PROVIDED PASSAGE.

In addition to offensive potential, the allocations need to model that Blue SLBMs cannot reach all Red targets. The offensive allocations needed to take into account whether if SLBMs where an option for covering a target due to the range to the target from SLBMs.
Blue weapons and Red Targets (characterized by hardness and whether they are in SLBM range or not) led to the following weapons allocations:
In the concept above, there are 12 major classes of allocation (the colors), pairing blue weapons systems to red targets. In this example the red SS-9 silos are immune to all blue weapons except the Titan and B-52 so accordingly, the SS-9 has two classes of weapons allocations on it (classes A and B). Similarly, Red Command and Control bunkers may only be destroyed by Titans or B-52s (classes K and L).
Within each class of allocations are sets of actual allocations coupling a number of each type of eligible weapons to allocate to particular target types. The solver provides a real number to the set of allocations to best satisfy the objective function.
The original game Ultimatum did not explicitly include Command and Control Bunkers (e.g. hardened targets such as Cheyenne Mountain), but I include them here to have another important class of hard target to allocate weapons to.
In the cases of very hard targets (e.g. Command and Control Bunkers), it made sense to target more than one weapon to an individual target. In these cases, there are allocations available for Multiple Titans, B-52s or combinations of the two to go after individual Command and Control targets to increase the probability of a kill.
Red SS-7 silos and Airfields are relatively soft targets and may be targeted by all blue weapon systems, including Minuteman and SLBM. However, only a set of SS-7s and Airfields are in range of SLBMs, so the classes allocating weapons to SS-7s/Airfields needed to be partitioned between targets in range of SLBMs (for which SLBM weapons could be traded off against the others) and the targets that were not in SLBM range. Classes F and J are for allocating SLBMs alone to targets, while subclasses C1, D1, E1, G1, H1 and I1 cover other weapon systems attacking targets for which SLBMs are also options.
The coupling of offensive potential of blue weapon systems to the defense rating of each red target was characterized as a probability of a kill of the single target by a single offensive unit. In a follow up to this post, I plan on revaluing the original offensive potentials of the respective weapon systems time based on the analyses documented in Savage and Martell’s “Strategic Nuclear War”. Ultimatum did not describe how they arrived at the values they did, but the high Circular Error Probable (CEP) of the Titan, of the Titan made it wholly unsuitable as the Counterforce (i.e. Hard-Target hitting) weapon it plays in this game. However, for this prototype, I used the offensive values coupled with the target classes to come up with probabilities of kills for weapon systems versus the various targets.
Allocations which are clearly inefficient (e.g. 2 Titans vs an Airfield) are not included as possible allocations as they are clearly a waste.
The Objective Function in this simple example considers three aspects:
- The ratio of Blue to Red combat power after the Blue Strike
- The ratio of remaining Red Command and Control bunkers
- The ratio of remaining Red Airfields
The ratio of remaining red to blue combat power is the number of weapons remaining multiplied by their offensive power. This reflects the need to economize the strike as much as possible, so that blue has weapons remaining for subsequent stages of the conflict. This accounts for both red weapons destroyed in the strike (emphasizing reduction in red offensive power) and blue weapons remaining after the strike (driving economy in blue use of weapons).

ENTRIES SHOWN.
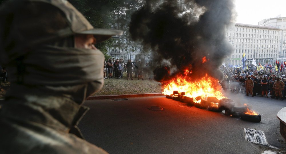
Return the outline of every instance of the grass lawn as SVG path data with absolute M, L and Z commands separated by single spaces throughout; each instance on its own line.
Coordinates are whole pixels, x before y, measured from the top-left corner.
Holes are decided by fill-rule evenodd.
M 127 79 L 127 73 L 123 73 L 123 78 L 104 79 L 102 89 L 95 95 L 144 94 L 162 93 L 161 83 L 144 78 L 144 80 L 134 77 Z
M 133 75 L 134 77 L 134 75 Z M 120 79 L 106 79 L 102 89 L 94 95 L 118 95 L 162 93 L 161 83 L 144 78 L 144 80 L 127 79 L 127 73 L 124 72 L 123 77 Z M 9 82 L 1 83 L 0 99 L 3 98 L 6 91 L 10 87 Z

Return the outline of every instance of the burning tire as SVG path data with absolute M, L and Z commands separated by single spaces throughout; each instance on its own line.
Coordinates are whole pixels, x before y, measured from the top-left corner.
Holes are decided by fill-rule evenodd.
M 183 96 L 181 98 L 180 100 L 181 102 L 187 103 L 187 105 L 189 106 L 194 106 L 195 105 L 195 103 L 193 101 L 193 98 L 192 97 L 189 97 L 185 96 Z
M 225 110 L 232 110 L 234 106 L 235 102 L 232 99 L 229 98 L 222 98 L 219 100 L 219 108 Z
M 172 99 L 173 96 L 170 95 L 166 95 L 166 98 L 167 98 Z
M 258 115 L 252 115 L 242 113 L 240 118 L 244 120 L 254 122 L 259 122 L 261 121 L 261 115 L 259 114 Z
M 218 107 L 208 106 L 208 110 L 214 112 L 223 112 L 223 109 L 219 108 Z
M 180 100 L 180 98 L 178 96 L 173 96 L 172 98 L 173 100 Z
M 202 109 L 204 109 L 208 108 L 208 106 L 206 105 L 205 104 L 202 104 L 201 102 L 200 103 L 196 103 L 195 106 L 196 106 L 196 107 Z
M 242 113 L 247 112 L 247 107 L 233 107 L 233 112 Z

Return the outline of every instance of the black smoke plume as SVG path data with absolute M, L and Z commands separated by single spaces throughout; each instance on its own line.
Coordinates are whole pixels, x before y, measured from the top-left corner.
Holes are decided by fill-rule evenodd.
M 222 80 L 219 68 L 233 50 L 226 37 L 233 6 L 232 0 L 146 1 L 132 15 L 129 31 L 154 52 L 155 79 L 167 80 L 188 68 L 190 81 L 206 73 Z

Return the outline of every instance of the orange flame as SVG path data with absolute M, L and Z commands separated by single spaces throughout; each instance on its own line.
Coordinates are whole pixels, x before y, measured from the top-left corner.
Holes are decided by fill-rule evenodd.
M 206 74 L 200 80 L 192 83 L 187 81 L 184 77 L 178 75 L 168 84 L 163 86 L 162 89 L 162 93 L 165 95 L 171 95 L 174 91 L 178 91 L 179 93 L 184 92 L 185 96 L 193 98 L 194 102 L 198 103 L 200 100 L 195 100 L 198 96 L 205 100 L 208 96 L 215 97 L 219 99 L 226 98 L 222 93 L 222 89 L 218 80 L 208 76 Z
M 251 110 L 249 110 L 249 109 L 248 109 L 248 108 L 247 108 L 247 112 L 244 112 L 244 113 L 251 115 L 254 115 L 255 116 L 258 115 L 258 114 L 255 113 L 254 111 L 252 111 Z
M 205 56 L 202 58 L 202 63 L 204 63 L 206 62 L 206 58 Z

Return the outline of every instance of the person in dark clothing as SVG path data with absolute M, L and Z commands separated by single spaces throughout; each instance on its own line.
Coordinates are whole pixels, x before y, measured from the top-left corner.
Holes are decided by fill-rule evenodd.
M 253 76 L 253 87 L 252 89 L 252 91 L 253 92 L 253 96 L 256 96 L 256 93 L 257 93 L 257 88 L 258 86 L 258 79 L 256 78 L 255 75 Z
M 243 92 L 245 91 L 245 85 L 246 80 L 243 77 L 243 76 L 242 75 L 241 75 L 240 77 L 240 79 L 239 80 L 239 81 L 240 83 L 239 83 L 239 85 L 240 87 L 240 89 L 241 89 L 241 93 L 243 93 Z M 239 91 L 239 89 L 238 89 L 238 91 Z
M 127 80 L 129 79 L 133 80 L 132 78 L 132 67 L 133 67 L 133 64 L 131 62 L 130 59 L 128 59 L 128 61 L 126 63 L 126 67 L 127 68 Z
M 118 59 L 116 59 L 113 63 L 113 67 L 114 68 L 114 76 L 116 79 L 120 79 L 119 70 L 118 69 L 119 65 Z
M 273 85 L 275 83 L 276 80 L 275 80 L 275 77 L 273 77 L 272 79 L 269 81 L 269 89 L 270 90 L 270 95 L 271 96 L 274 96 L 274 97 L 272 97 L 271 98 L 275 97 L 275 94 L 274 92 L 274 89 L 273 89 Z
M 260 83 L 261 85 L 261 96 L 263 97 L 264 96 L 264 94 L 266 97 L 268 97 L 268 85 L 269 85 L 269 82 L 266 79 L 266 77 L 264 77 L 263 78 L 263 79 L 261 80 Z

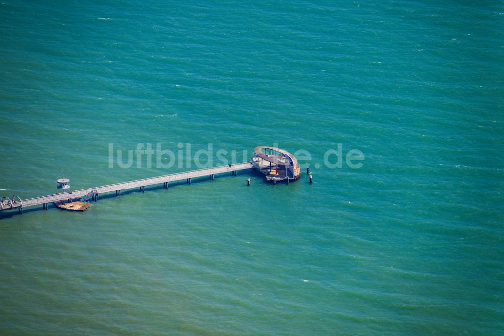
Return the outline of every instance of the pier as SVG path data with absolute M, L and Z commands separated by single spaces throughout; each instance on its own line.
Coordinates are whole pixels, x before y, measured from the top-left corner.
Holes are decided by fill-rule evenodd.
M 213 180 L 214 176 L 216 174 L 230 172 L 232 174 L 233 176 L 235 176 L 238 171 L 251 169 L 253 167 L 253 163 L 251 161 L 246 162 L 242 163 L 177 173 L 122 183 L 116 183 L 102 186 L 101 187 L 75 190 L 71 193 L 63 192 L 26 199 L 21 199 L 18 196 L 13 195 L 10 198 L 3 197 L 0 200 L 0 211 L 17 209 L 19 213 L 23 213 L 23 209 L 28 206 L 42 205 L 42 208 L 46 210 L 47 205 L 49 203 L 61 201 L 70 201 L 73 199 L 86 197 L 89 195 L 92 195 L 93 200 L 97 201 L 98 194 L 104 193 L 115 191 L 116 196 L 120 196 L 121 190 L 138 188 L 140 191 L 144 192 L 145 191 L 145 187 L 147 186 L 161 184 L 163 184 L 163 187 L 166 189 L 168 187 L 168 184 L 169 182 L 182 181 L 184 179 L 185 179 L 187 184 L 191 184 L 191 179 L 194 178 L 208 176 L 210 180 Z M 60 189 L 65 190 L 65 186 L 66 185 L 65 184 L 66 182 L 62 181 L 62 180 L 61 180 L 61 182 L 60 182 L 59 180 L 57 182 L 58 184 L 61 184 L 62 188 L 60 188 Z

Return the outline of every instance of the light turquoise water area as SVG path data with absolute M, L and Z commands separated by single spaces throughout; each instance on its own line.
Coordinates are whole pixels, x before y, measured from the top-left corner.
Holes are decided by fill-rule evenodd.
M 209 143 L 305 150 L 313 183 L 4 211 L 0 333 L 504 333 L 504 6 L 444 2 L 3 2 L 1 196 Z M 139 143 L 191 166 L 109 167 Z

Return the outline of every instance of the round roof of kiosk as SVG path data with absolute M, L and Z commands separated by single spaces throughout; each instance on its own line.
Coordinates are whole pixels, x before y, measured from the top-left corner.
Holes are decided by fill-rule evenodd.
M 276 147 L 271 147 L 270 146 L 258 146 L 254 149 L 254 152 L 258 156 L 261 158 L 263 160 L 267 161 L 268 162 L 271 162 L 272 163 L 274 163 L 275 164 L 278 164 L 278 165 L 291 165 L 290 162 L 282 162 L 278 160 L 274 156 L 268 156 L 266 154 L 263 153 L 262 151 L 263 148 L 266 148 L 267 149 L 271 149 L 272 150 L 274 150 L 276 152 L 278 152 L 280 154 L 283 154 L 284 156 L 287 157 L 288 159 L 290 158 L 292 161 L 292 165 L 296 165 L 297 164 L 297 159 L 294 157 L 294 155 L 287 151 L 286 150 L 284 150 L 283 149 L 281 149 Z

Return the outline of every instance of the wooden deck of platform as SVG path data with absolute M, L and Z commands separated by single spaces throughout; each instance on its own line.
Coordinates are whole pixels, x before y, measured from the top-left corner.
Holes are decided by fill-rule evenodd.
M 17 202 L 16 204 L 13 204 L 13 206 L 10 208 L 3 209 L 3 210 L 11 210 L 18 209 L 19 212 L 22 213 L 22 209 L 28 206 L 33 206 L 34 205 L 39 205 L 43 204 L 44 209 L 47 208 L 47 204 L 49 203 L 57 202 L 58 201 L 65 201 L 72 199 L 78 199 L 82 197 L 87 194 L 96 191 L 98 194 L 111 192 L 115 191 L 119 196 L 120 195 L 120 191 L 123 190 L 132 189 L 135 188 L 140 188 L 140 190 L 143 191 L 145 187 L 152 186 L 157 184 L 163 184 L 163 187 L 166 188 L 169 182 L 173 182 L 177 181 L 187 180 L 189 183 L 191 183 L 191 179 L 194 178 L 201 177 L 202 176 L 209 176 L 210 178 L 213 179 L 214 175 L 224 173 L 232 172 L 233 175 L 236 174 L 238 171 L 241 171 L 246 169 L 250 169 L 252 167 L 251 162 L 243 162 L 242 163 L 237 163 L 229 165 L 221 166 L 219 167 L 214 167 L 213 168 L 207 168 L 205 169 L 200 169 L 189 172 L 184 172 L 182 173 L 177 173 L 175 174 L 169 174 L 168 175 L 163 175 L 156 177 L 150 178 L 148 179 L 143 179 L 142 180 L 137 180 L 131 181 L 122 183 L 116 183 L 110 184 L 101 187 L 95 187 L 94 188 L 89 188 L 86 189 L 81 189 L 75 190 L 72 192 L 72 194 L 59 193 L 53 195 L 48 195 L 47 196 L 35 197 L 33 198 L 28 198 L 21 200 L 21 202 Z M 94 196 L 96 200 L 96 196 Z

TASKS TO PERFORM.
1. Repeat the stretch of the weapons allocation text from "The Objective Function in" through "use of weapons).".
2. In the weapons allocation text, which Blue weapons are the only ones that can destroy Red Command and Control bunkers?
You can set the records aside, since the weapons allocation text is all you need.

EXPECTED ANSWERS.
1.
The Objective Function in this simple example considers three aspects:
- The ratio of Blue to Red combat power after the Blue Strike
- The ratio of remaining Red Command and Control bunkers
- The ratio of remaining Red Airfields
The ratio of remaining red to blue combat power is the number of weapons remaining multiplied by their offensive power. This reflects the need to economize the strike as much as possible, so that blue has weapons remaining for subsequent stages of the conflict. This accounts for both red weapons destroyed in the strike (emphasizing reduction in red offensive power) and blue weapons remaining after the strike (driving economy in blue use of weapons).

2. Titans and B-52s